#### [What the exercise asks]
Put the lines starting at the line that contains "jeans in the photo below, one" and ending at the end of the lines into a JSON list of strings, one string per line, with blank lines left out.

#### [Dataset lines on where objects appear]
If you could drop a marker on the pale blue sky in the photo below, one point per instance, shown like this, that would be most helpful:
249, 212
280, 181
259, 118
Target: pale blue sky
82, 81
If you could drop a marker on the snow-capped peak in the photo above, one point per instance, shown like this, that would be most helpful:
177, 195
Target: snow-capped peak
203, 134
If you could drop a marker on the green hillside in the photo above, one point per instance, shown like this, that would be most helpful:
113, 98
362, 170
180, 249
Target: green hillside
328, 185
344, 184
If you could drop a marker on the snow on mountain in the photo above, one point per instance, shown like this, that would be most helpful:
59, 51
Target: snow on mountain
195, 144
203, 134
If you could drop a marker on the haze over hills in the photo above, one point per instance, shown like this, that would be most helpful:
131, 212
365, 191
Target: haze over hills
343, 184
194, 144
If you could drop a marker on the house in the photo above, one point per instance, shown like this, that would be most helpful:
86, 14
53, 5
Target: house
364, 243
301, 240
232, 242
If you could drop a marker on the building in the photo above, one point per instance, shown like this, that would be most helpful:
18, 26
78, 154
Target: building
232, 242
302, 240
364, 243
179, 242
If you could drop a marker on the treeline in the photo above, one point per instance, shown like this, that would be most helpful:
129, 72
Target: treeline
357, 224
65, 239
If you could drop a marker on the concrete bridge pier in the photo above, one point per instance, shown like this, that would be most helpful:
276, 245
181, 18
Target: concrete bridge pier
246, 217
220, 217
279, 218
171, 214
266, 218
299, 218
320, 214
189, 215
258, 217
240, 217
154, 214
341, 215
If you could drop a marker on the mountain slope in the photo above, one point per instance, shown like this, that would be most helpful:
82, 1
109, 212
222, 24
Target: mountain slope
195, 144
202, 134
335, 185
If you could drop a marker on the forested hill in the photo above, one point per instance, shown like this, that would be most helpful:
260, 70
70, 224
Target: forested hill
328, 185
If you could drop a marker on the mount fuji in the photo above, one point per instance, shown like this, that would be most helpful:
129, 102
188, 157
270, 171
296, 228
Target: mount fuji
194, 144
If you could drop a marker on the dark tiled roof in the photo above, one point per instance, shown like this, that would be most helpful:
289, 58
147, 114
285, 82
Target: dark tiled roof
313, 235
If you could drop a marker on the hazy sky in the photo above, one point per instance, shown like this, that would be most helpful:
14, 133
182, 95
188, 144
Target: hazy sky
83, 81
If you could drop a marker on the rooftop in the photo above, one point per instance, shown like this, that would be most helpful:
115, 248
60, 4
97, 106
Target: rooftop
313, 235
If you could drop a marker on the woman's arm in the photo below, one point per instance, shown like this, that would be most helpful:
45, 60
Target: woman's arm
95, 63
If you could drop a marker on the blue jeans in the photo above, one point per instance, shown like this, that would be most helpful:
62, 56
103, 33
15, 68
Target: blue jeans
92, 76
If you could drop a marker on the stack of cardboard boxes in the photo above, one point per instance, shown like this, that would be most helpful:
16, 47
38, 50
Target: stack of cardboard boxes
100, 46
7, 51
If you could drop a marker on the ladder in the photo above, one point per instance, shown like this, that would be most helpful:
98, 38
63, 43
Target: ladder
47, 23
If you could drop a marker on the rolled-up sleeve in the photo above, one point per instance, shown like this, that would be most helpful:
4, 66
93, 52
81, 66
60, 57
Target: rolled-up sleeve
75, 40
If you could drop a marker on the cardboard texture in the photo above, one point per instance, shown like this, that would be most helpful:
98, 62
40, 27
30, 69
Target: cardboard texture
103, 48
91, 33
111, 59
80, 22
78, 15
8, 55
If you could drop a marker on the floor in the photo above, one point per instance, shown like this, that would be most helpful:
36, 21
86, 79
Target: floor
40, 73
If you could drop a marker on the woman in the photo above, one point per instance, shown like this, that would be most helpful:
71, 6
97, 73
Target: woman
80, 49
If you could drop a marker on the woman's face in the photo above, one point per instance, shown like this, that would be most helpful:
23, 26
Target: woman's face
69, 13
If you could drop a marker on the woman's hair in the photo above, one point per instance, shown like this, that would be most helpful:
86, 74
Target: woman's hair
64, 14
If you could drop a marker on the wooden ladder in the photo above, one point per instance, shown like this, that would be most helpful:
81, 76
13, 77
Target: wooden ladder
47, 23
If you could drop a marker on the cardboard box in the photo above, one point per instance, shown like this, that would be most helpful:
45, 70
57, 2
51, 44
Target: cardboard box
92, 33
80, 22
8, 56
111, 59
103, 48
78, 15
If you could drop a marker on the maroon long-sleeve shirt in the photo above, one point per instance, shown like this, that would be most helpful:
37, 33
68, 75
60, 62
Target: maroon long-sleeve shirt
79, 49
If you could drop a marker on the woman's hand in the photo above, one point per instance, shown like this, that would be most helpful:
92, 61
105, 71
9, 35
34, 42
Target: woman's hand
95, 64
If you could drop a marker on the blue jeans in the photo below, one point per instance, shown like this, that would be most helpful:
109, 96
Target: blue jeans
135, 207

#### [Output of the task]
[
  "If you could drop a marker on the blue jeans in the photo below, one point per instance, shown like this, that would be most helpful:",
  "109, 96",
  "Target: blue jeans",
  "135, 207"
]